## SET TASK 1
Decide whether each statement below agrees with the Nigerian tax residency text. For each, answer yes or no and quote the deciding words from the text. (a) Under the PITA, residency status largely determines an individual's tax liability. (b) A person with a permanent residence in Nigeria must be physically present for at least 90 days in 12 months to be a tax resident. (c) Nigerian government employees stationed abroad are excluded from tax residency.

>> start DOCUMENT TEXT

TAXATION OF DIGITAL SERVICES IN NIGERIA: IMPLICATIONS FOR TECH EXPERTS

Table of Contents

TAXATION OF TECH PROFESSIONALS IN NIGERIA WORKING FOR FOREIGN COMPANIES: AN ANALYTICAL REVIEW BY:

INTRODUCTION

In the era of globalization, remote work has become increasingly common, particularly in the technology sector. Nigerian tech professionals, or “tech guys,” often find lucrative employment opportunities with foreign companies while residing in Nigeria.

This trend raises pertinent questions about tax obligations: Are these professionals taxable? If so, are they subject to taxation by the Nigerian government, the foreign government, or both? This article aims to provide an in-depth analysis of the taxation framework applicable to Nigerian tech professionals working remotely for foreign entities, examining both local and international tax laws to understand the complexities involved.

UNDERSTANDING TAX RESIDENCY IN NIGERIA

To determine whether tech professionals living in Nigeria are taxable, it is crucial firstly to understand the concept of tax residency, as this dictates the tax obligations of individuals. Under Nigerian tax laws, specifically the Personal Income Tax Act (PITA), an individual’s tax liability is largely determined by their residency status.

WHO IS A TAX RESIDENT IN NIGERIA?

According to the First Schedule of the PITA, a person is considered a tax resident in Nigeria if: They have a permanent residence in Nigeria and are physically present for at least 183 days in 12 months, they are employees of the Nigerian government even if they are stationed abroad, for instance, diplomat or diplomatic agent of Nigeria in another country, they are temporarily absent from Nigeria for less than 183 days in a calendar year.

>> end DOCUMENT TEXT
>> start EXERCISE DATA

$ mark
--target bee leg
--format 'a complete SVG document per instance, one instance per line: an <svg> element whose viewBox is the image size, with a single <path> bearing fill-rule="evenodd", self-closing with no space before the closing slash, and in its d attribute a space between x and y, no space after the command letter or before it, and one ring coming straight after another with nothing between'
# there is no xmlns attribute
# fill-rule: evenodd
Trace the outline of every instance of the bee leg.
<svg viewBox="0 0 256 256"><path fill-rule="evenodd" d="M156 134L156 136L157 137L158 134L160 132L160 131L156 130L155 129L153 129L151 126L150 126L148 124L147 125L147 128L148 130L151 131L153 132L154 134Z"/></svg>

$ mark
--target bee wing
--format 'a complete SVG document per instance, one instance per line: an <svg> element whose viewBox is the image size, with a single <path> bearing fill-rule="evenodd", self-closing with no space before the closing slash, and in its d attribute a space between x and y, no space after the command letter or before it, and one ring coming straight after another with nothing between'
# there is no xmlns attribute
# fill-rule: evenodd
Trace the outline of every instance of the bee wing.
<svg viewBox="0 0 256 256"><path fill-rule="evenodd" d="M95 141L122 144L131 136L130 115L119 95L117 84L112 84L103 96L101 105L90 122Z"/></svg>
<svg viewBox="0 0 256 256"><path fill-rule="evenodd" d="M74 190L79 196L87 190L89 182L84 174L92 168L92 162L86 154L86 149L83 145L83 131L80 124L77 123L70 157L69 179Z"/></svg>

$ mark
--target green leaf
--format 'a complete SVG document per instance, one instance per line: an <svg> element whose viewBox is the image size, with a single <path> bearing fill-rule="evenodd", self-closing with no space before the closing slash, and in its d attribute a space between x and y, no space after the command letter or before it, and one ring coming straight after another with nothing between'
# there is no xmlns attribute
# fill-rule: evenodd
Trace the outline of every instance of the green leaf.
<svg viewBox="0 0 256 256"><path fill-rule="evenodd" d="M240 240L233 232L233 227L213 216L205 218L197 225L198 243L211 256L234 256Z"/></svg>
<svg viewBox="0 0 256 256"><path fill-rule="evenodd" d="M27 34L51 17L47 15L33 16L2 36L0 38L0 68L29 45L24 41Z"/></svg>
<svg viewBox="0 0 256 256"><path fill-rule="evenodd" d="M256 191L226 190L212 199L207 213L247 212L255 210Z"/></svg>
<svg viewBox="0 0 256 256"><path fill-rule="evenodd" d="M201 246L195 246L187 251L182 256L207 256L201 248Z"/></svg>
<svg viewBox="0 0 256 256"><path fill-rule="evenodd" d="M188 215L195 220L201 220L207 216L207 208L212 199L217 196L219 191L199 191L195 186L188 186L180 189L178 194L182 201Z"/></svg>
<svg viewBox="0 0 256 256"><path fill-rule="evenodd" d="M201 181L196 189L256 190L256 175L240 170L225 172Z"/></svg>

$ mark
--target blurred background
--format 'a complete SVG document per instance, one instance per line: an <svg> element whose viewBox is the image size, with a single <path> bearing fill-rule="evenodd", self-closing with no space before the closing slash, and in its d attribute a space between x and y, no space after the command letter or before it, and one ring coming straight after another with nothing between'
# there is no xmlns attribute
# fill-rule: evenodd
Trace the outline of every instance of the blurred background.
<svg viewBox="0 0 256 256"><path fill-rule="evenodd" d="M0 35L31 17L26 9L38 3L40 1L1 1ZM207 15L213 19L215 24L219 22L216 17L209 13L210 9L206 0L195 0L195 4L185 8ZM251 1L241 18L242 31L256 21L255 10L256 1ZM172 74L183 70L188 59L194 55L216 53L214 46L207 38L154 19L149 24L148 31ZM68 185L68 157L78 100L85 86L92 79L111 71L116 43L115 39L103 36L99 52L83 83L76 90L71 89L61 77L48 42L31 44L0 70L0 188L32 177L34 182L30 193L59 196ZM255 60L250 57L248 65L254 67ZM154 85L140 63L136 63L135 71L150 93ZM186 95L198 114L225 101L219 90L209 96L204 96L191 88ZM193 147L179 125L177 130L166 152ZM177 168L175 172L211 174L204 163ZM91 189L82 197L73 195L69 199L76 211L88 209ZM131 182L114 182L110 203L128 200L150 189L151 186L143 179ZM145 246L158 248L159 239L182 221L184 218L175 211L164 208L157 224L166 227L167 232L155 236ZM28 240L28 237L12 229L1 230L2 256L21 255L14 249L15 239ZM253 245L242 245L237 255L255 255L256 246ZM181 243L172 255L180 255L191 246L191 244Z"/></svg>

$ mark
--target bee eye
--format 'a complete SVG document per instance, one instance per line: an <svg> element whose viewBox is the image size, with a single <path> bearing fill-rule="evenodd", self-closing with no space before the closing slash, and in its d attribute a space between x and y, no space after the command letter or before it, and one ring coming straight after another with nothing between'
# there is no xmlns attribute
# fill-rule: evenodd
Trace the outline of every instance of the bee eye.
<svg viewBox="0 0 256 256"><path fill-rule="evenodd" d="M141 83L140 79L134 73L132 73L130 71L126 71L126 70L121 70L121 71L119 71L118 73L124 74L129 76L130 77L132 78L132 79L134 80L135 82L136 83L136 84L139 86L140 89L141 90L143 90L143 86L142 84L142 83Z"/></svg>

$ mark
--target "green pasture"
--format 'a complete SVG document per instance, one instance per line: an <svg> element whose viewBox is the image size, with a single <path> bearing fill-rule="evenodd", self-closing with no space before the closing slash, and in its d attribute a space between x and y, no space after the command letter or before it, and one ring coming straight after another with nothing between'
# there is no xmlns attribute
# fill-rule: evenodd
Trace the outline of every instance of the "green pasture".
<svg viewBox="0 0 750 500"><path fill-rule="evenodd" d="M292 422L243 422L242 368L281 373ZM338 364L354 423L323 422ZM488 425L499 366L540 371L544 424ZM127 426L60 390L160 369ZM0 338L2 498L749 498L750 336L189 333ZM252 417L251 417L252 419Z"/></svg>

>> end EXERCISE DATA

## SET TASK 2
Tally the lines of the records above that contain the string "Trace". Give only the number.

## EXERCISE OUTPUT 1
(a) Yes: "an individual’s tax liability is largely determined by their residency status"
(b) No: "are physically present for at least 183 days in 12 months"
(c) No: "they are employees of the Nigerian government even if they are stationed abroad"

## EXERCISE OUTPUT 2
6